### Exercise inputs

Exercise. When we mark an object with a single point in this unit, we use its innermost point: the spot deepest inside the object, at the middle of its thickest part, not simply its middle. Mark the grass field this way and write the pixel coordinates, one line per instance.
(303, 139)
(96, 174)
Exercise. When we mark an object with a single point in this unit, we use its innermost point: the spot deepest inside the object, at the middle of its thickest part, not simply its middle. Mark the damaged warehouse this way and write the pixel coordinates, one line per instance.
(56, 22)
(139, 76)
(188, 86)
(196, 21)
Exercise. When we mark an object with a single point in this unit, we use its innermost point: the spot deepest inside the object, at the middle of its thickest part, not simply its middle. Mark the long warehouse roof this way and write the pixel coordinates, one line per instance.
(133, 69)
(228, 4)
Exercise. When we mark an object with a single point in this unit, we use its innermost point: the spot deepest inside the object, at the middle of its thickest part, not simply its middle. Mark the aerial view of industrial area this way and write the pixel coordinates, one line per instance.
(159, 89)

######

(What this task involves)
Can you put every line of the records above into a JSON list of strings, one string per line, with blank lines left out?

(Result of the exercise)
[
  "Exercise. When we mark an object with a single point in this unit, we use its innermost point: the spot deepest inside the object, at the middle of its thickest part, not simply its middle. Mark the grass field this way and write the pixel coordinates, one line per instance.",
  "(303, 139)",
  "(96, 174)",
  "Exercise. When we mark an object with a single point in this unit, we use its innermost point: the spot deepest inside the object, at the middle of its thickest part, not simply its middle. Mark the damaged warehouse this way and write the pixel coordinates, one line per instance.",
  "(56, 22)",
  "(139, 76)",
  "(188, 86)",
  "(196, 21)",
  "Exercise. When we mark an object with a single point in this unit, we use its innermost point: the spot deepest inside the object, at the middle of its thickest part, not simply its middle. Mark the long warehouse roof this way and write the pixel coordinates, one line per instance.",
  "(133, 69)",
  "(228, 4)",
  "Exercise. When we mark an object with a single point in this unit, we use its innermost point: the spot deepest inside the object, at the middle of its thickest part, not simply its middle. Mark the aerial view of industrial area this way and write the pixel coordinates, one line per instance.",
  "(159, 89)"
]